*Set task*. Copy the data below verbatim from start to finish, leaving out any picture.

*Entries*.
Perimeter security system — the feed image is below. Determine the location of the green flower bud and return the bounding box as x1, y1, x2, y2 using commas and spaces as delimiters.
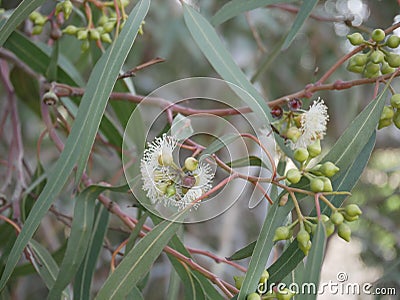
310, 178, 324, 193
343, 213, 359, 222
393, 110, 400, 129
371, 29, 386, 42
259, 270, 269, 284
286, 126, 301, 143
63, 0, 73, 20
390, 94, 400, 108
380, 106, 394, 120
165, 184, 176, 198
331, 211, 344, 226
89, 29, 100, 41
351, 51, 368, 66
63, 25, 79, 35
386, 35, 400, 48
32, 25, 43, 35
42, 91, 59, 106
286, 169, 301, 184
100, 33, 112, 44
76, 29, 88, 40
325, 220, 335, 237
276, 288, 295, 300
381, 62, 396, 74
321, 177, 333, 192
344, 204, 362, 217
185, 157, 199, 171
320, 161, 340, 177
338, 223, 351, 242
385, 53, 400, 68
296, 228, 310, 248
103, 21, 115, 33
246, 293, 261, 300
294, 148, 309, 162
307, 140, 322, 158
365, 62, 381, 74
97, 15, 108, 26
29, 10, 43, 23
378, 119, 397, 129
81, 40, 90, 52
273, 226, 292, 242
347, 32, 364, 46
369, 50, 385, 64
233, 276, 244, 290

*Answer to the task*.
Perimeter security system — the feed image is below. Determine the location of the green flower bud and return the bounding box as x1, y1, x2, y2 using commas and spaces as delimiters.
310, 178, 324, 193
343, 213, 359, 222
393, 110, 400, 129
371, 29, 386, 42
259, 270, 269, 284
286, 126, 301, 143
63, 0, 73, 20
390, 94, 400, 108
380, 106, 394, 120
165, 184, 176, 198
331, 211, 344, 226
89, 29, 100, 41
351, 51, 368, 66
63, 25, 79, 35
386, 35, 400, 48
32, 25, 43, 35
42, 91, 59, 106
286, 169, 301, 184
100, 33, 112, 44
76, 29, 88, 40
325, 220, 335, 237
276, 288, 295, 300
381, 62, 396, 74
321, 177, 333, 192
344, 204, 362, 217
185, 157, 199, 171
320, 161, 340, 177
338, 223, 351, 242
385, 53, 400, 68
296, 228, 310, 248
103, 21, 115, 33
246, 293, 261, 300
294, 148, 309, 162
307, 140, 322, 158
365, 62, 381, 74
97, 15, 108, 26
29, 10, 43, 23
378, 119, 397, 129
81, 40, 90, 52
273, 226, 292, 242
347, 32, 364, 46
369, 50, 385, 64
233, 276, 244, 290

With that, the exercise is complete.